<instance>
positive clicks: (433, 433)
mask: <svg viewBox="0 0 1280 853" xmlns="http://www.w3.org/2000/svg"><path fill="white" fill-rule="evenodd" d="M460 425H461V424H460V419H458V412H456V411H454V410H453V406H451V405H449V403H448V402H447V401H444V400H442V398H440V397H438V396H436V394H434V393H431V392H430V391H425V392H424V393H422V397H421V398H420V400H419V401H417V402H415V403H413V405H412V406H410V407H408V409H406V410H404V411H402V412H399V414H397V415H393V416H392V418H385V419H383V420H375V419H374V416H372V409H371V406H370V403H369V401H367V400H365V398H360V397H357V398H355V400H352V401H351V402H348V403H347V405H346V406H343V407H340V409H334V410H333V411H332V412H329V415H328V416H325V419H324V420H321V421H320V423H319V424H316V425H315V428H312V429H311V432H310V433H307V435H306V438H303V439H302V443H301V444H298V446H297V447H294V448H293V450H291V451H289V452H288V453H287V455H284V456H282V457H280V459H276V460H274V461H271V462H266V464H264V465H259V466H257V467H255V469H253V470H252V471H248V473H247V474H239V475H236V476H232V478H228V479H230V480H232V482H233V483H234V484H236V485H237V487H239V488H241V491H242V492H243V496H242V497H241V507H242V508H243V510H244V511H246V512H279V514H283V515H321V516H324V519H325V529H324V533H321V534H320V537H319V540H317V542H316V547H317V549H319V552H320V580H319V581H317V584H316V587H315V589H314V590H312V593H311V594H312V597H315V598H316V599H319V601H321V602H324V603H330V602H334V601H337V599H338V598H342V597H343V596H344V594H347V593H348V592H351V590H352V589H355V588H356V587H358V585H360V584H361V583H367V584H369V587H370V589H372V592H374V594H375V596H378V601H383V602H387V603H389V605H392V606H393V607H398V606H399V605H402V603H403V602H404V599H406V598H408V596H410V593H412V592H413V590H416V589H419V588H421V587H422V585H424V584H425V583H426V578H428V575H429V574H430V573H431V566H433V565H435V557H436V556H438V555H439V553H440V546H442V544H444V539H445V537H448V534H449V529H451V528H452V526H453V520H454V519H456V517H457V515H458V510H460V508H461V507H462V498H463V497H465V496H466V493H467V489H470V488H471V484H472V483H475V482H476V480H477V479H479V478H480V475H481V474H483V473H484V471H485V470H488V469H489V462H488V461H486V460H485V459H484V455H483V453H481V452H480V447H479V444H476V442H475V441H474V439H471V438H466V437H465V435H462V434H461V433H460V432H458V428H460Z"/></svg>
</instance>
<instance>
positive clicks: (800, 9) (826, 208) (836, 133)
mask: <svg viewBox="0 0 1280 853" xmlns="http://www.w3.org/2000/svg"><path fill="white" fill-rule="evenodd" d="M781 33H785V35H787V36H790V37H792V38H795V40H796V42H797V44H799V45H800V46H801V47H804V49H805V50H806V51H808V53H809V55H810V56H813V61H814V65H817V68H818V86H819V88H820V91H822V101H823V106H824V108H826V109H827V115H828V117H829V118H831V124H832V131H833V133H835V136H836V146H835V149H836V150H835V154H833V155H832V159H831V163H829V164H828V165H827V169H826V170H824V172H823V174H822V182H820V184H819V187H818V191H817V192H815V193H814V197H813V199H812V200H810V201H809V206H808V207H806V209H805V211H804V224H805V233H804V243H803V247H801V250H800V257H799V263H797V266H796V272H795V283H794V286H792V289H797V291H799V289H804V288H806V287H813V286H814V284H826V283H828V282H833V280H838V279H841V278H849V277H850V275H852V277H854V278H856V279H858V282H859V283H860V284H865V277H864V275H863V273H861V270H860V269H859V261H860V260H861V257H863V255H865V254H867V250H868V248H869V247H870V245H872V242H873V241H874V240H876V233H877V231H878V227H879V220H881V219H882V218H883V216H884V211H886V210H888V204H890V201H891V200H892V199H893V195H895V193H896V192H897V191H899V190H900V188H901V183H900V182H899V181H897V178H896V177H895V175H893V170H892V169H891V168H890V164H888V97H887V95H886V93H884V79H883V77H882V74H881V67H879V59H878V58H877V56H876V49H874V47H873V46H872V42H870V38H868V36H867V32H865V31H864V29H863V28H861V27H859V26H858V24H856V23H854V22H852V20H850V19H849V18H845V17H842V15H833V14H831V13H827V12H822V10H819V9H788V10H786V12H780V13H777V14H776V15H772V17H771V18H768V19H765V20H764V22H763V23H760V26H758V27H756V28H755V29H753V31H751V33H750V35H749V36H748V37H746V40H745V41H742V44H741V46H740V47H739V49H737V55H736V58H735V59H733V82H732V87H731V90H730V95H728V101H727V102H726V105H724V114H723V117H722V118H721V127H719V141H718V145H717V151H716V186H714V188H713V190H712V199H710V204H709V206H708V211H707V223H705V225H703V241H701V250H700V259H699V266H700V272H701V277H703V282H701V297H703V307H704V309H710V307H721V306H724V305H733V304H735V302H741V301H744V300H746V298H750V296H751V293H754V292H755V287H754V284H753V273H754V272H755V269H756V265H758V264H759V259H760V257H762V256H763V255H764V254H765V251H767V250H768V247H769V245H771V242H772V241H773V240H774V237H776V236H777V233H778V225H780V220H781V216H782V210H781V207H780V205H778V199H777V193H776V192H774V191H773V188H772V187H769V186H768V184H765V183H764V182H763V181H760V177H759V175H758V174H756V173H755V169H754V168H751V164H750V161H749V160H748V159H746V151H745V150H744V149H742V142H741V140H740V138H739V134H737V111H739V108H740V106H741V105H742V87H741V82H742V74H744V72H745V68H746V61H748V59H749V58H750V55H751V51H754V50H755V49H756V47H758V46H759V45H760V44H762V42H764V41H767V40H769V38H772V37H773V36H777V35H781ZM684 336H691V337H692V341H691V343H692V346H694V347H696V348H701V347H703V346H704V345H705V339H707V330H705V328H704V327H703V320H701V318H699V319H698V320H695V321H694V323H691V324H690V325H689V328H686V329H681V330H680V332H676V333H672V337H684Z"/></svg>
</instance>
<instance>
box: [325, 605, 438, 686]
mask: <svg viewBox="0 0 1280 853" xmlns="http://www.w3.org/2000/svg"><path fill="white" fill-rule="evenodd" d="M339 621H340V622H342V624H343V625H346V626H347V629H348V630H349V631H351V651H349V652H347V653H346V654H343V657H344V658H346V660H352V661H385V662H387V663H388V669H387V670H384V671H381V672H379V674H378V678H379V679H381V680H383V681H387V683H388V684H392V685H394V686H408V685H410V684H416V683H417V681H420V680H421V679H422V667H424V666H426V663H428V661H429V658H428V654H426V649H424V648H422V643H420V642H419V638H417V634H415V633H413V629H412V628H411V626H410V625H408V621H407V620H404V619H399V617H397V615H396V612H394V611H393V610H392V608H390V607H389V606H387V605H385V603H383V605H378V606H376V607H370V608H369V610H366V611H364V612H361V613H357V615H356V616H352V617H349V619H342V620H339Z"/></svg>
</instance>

- - -

## Required action
Supply the entire listing above again, word for word.

## Response to the exercise
<instance>
positive clicks: (433, 433)
mask: <svg viewBox="0 0 1280 853" xmlns="http://www.w3.org/2000/svg"><path fill="white" fill-rule="evenodd" d="M460 425H461V424H460V419H458V412H456V411H454V410H453V406H451V405H449V403H448V402H447V401H444V400H442V398H440V397H438V396H436V394H434V393H431V392H430V391H425V392H424V393H422V397H421V398H420V400H419V401H417V402H415V403H413V405H412V406H410V407H408V409H406V410H404V411H402V412H399V414H397V415H393V416H392V418H385V419H383V420H375V419H374V416H372V409H371V406H370V403H369V401H367V400H365V398H360V397H357V398H355V400H352V401H351V402H348V403H347V405H346V406H343V407H340V409H334V410H333V411H332V412H329V415H328V416H325V419H324V420H321V421H320V423H319V424H316V425H315V428H312V429H311V432H310V433H307V435H306V438H303V439H302V443H301V444H298V446H297V447H294V448H293V450H291V451H289V452H288V453H287V455H284V456H282V457H280V459H276V460H274V461H271V462H266V464H264V465H259V466H257V467H255V469H253V470H252V471H248V473H247V474H239V475H236V476H232V478H228V479H230V480H232V482H233V483H234V484H236V485H237V487H239V488H241V491H242V492H243V496H242V497H241V507H242V508H243V510H244V511H246V512H279V514H283V515H321V516H324V519H325V529H324V533H321V534H320V537H319V540H317V542H316V547H317V549H319V552H320V580H319V581H317V584H316V587H315V589H314V590H312V593H311V594H312V597H315V598H316V599H319V601H321V602H324V603H330V602H334V601H337V599H338V598H342V597H343V596H344V594H347V593H348V592H351V590H352V589H355V588H356V587H358V585H360V584H361V583H367V584H369V587H370V589H372V592H374V594H375V596H378V601H383V602H387V603H389V605H392V606H393V607H398V606H399V605H402V603H403V602H404V599H406V598H408V596H410V593H412V592H413V590H416V589H419V588H421V587H422V585H424V584H425V583H426V578H428V575H429V574H430V573H431V566H433V565H435V557H436V556H438V555H439V553H440V546H442V544H444V539H445V537H448V534H449V529H451V528H452V526H453V520H454V519H456V517H457V515H458V510H460V508H461V507H462V498H463V497H465V496H466V493H467V489H470V488H471V484H472V483H475V482H476V480H477V479H479V478H480V475H481V474H483V473H484V471H485V470H488V469H489V462H488V461H486V460H485V459H484V455H483V453H481V452H480V447H479V444H476V442H475V441H474V439H471V438H466V437H465V435H462V434H461V433H460V432H458V428H460Z"/></svg>
</instance>
<instance>
positive clicks: (800, 9) (826, 208) (836, 133)
mask: <svg viewBox="0 0 1280 853" xmlns="http://www.w3.org/2000/svg"><path fill="white" fill-rule="evenodd" d="M781 33H785V35H787V36H790V37H792V38H795V40H796V42H797V44H799V45H800V46H801V47H804V49H805V50H806V51H808V53H809V55H810V56H813V61H814V65H817V68H818V86H819V88H820V91H822V101H823V106H824V108H826V109H827V115H828V117H829V118H831V124H832V131H833V133H835V136H836V146H835V149H836V150H835V154H833V155H832V159H831V163H829V164H828V165H827V169H826V170H824V172H823V174H822V182H820V184H819V187H818V191H817V192H815V193H814V197H813V199H812V200H810V201H809V206H808V207H806V209H805V211H804V224H805V233H804V243H803V247H801V250H800V257H799V263H797V266H796V272H795V283H794V286H792V289H797V291H799V289H804V288H806V287H813V286H814V284H826V283H828V282H833V280H838V279H841V278H849V277H850V275H852V277H854V278H856V279H858V282H859V283H860V284H865V277H864V275H863V273H861V270H860V269H859V261H860V260H861V257H863V255H865V254H867V250H868V248H869V247H870V245H872V242H873V241H874V240H876V233H877V231H878V227H879V220H881V219H882V218H883V216H884V211H886V210H888V204H890V201H891V200H892V199H893V195H895V193H896V192H897V191H899V190H900V188H901V183H900V182H899V181H897V178H896V177H895V175H893V170H892V169H891V168H890V164H888V97H887V95H886V93H884V79H883V77H882V74H881V67H879V59H878V58H877V56H876V49H874V47H873V46H872V42H870V38H868V36H867V32H865V31H864V29H863V28H861V27H859V26H858V24H856V23H854V22H852V20H850V19H849V18H845V17H842V15H833V14H831V13H827V12H822V10H819V9H788V10H786V12H780V13H777V14H776V15H772V17H771V18H768V19H765V20H764V22H763V23H760V26H758V27H756V28H755V29H753V31H751V33H750V35H749V36H748V37H746V40H745V41H742V44H741V46H740V47H739V49H737V55H736V58H735V59H733V82H732V87H731V90H730V95H728V101H727V102H726V105H724V114H723V117H722V118H721V127H719V141H718V145H717V151H716V186H714V188H713V190H712V199H710V204H709V206H708V211H707V223H705V225H703V241H701V250H700V259H699V266H700V272H701V277H703V282H701V297H703V307H704V309H710V307H721V306H724V305H733V304H735V302H741V301H744V300H746V298H750V296H751V293H754V292H755V287H754V284H753V273H754V272H755V269H756V265H758V264H759V259H760V257H762V256H763V255H764V254H765V251H767V250H768V247H769V245H771V242H772V241H773V240H774V237H776V236H777V233H778V225H780V220H781V216H782V210H781V207H780V205H778V199H777V193H776V192H774V191H773V188H772V187H769V186H768V184H765V183H764V182H763V181H760V177H759V175H758V174H756V173H755V169H754V168H751V164H750V161H749V160H748V159H746V151H745V150H744V149H742V142H741V140H740V138H739V134H737V111H739V108H740V106H741V105H742V87H741V82H742V74H744V72H745V68H746V61H748V59H749V58H750V55H751V51H754V50H755V49H756V47H758V46H759V45H760V44H762V42H764V41H767V40H769V38H772V37H773V36H777V35H781ZM684 336H691V337H692V341H691V343H692V346H694V347H696V348H701V347H703V346H704V345H705V339H707V330H705V328H704V327H703V320H701V318H699V319H698V320H695V321H694V323H691V324H690V325H689V328H686V329H681V330H680V332H676V333H672V337H684Z"/></svg>
</instance>
<instance>
box: [325, 605, 438, 686]
mask: <svg viewBox="0 0 1280 853" xmlns="http://www.w3.org/2000/svg"><path fill="white" fill-rule="evenodd" d="M339 621H340V622H342V624H343V625H346V626H347V629H348V630H349V631H351V651H349V652H347V653H346V654H343V657H344V658H346V660H352V661H385V662H387V663H388V669H387V670H384V671H381V672H379V674H378V678H379V679H381V680H383V681H387V683H388V684H392V685H394V686H408V685H410V684H416V683H417V681H420V680H421V679H422V667H424V666H426V663H428V661H429V658H428V654H426V649H424V648H422V643H420V642H419V638H417V634H415V633H413V629H412V628H411V626H410V625H408V621H407V620H404V619H399V617H397V615H396V612H394V611H393V610H392V608H390V607H389V606H387V605H385V603H383V605H378V606H376V607H370V608H369V610H366V611H364V612H361V613H357V615H356V616H352V617H349V619H342V620H339Z"/></svg>
</instance>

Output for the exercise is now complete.